**EXERCISE AIM**: Every entry is to be written out word for word.

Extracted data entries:
****************************************

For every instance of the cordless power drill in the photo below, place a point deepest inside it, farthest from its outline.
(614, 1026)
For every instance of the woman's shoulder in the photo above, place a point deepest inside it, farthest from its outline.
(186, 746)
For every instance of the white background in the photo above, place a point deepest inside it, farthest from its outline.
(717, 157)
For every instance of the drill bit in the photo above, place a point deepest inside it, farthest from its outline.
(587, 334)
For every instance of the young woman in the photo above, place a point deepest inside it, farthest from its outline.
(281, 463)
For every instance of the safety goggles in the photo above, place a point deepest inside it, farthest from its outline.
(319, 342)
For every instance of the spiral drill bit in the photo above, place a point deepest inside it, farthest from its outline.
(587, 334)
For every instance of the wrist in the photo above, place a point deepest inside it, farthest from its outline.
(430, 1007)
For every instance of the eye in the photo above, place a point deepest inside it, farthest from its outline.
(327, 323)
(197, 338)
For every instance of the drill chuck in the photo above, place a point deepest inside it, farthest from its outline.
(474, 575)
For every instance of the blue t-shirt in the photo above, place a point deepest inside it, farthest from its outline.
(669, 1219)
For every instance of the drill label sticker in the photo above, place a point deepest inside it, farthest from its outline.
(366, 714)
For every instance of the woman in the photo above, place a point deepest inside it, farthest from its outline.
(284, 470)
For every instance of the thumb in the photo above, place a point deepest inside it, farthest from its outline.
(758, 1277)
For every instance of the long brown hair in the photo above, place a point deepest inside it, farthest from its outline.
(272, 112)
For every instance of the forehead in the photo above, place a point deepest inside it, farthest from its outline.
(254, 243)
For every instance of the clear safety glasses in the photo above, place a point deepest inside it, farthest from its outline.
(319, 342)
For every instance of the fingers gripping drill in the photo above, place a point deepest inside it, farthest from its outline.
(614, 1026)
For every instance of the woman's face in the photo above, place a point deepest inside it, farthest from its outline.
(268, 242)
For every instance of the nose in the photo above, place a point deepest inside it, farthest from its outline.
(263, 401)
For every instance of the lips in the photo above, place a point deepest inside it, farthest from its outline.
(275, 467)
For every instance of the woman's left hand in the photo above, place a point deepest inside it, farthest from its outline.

****************************************

**REPLY**:
For every instance of the cordless power drill in the photo below, place a point deepest inside it, farthest from its outline.
(614, 1026)
For every instance of the woman's shoulder in the photo above, place a point deepest inside it, farthest from its outline.
(186, 746)
For every instance of the white background in the photo above, place a point deepest inside it, farthest from its outline.
(717, 157)
For every instance of the drill bit in the photo above, place a point deepest inside it, farthest from its outline.
(587, 334)
For every instance of the young woman in the photo above, place a point deepest inside it, farthest from its outline.
(281, 463)
For every instance of the safety goggles in the photo above, place a point deepest inside it, farthest from its outline.
(319, 342)
For every instance of the spiral drill bit in the photo above, place a point deepest inside it, farthest from its outline.
(587, 334)
For every instance of the wrist in the photo above, place a point deepest inside it, farthest from its outline.
(430, 1007)
For every instance of the eye in the photo above, place a point deepest inside it, farthest from its outline.
(327, 323)
(197, 338)
For every instance of the drill chuck in the photo above, place a point deepest inside it, farthest from its outline.
(474, 575)
For every instance of the blue t-shirt in the photo above, place a point deepest inside it, farthest from its outline.
(669, 1219)
For every instance of the drill label sticker in the photo above, place a point deepest inside it, farthest from its outline.
(366, 714)
For every instance of the woman in the photo above, place a point deepest inside it, farthest from its outline.
(284, 470)
For every instance of the thumb in the photo above, place a point deepest inside it, farthest from its outline.
(758, 1277)
For every instance of the long brown hair in the photo above, place a point deepest inside it, farthest from its outline.
(272, 112)
For every instance of the forehead in the photo above, place a point deepest inside it, farthest from its outline.
(254, 243)
For every instance of the clear safety glasses in the photo above, place a point deepest inside it, farthest from its outline.
(319, 342)
For every instance of the fingers gripping drill in the photo above, place a point deepest inside it, farthest from its outline.
(614, 1026)
For every instance of the woman's face in the photo above, place a point deepest inside it, farthest from its outline.
(268, 242)
For every instance of the nose in the photo above, place a point deepest inside it, farthest from its outline.
(263, 401)
For every instance of the lips in the photo above, place a point deepest inside it, farthest from its outline.
(275, 467)
For every instance of the woman's left hand in the photo above, place a point deepest inside it, farthest from its outline.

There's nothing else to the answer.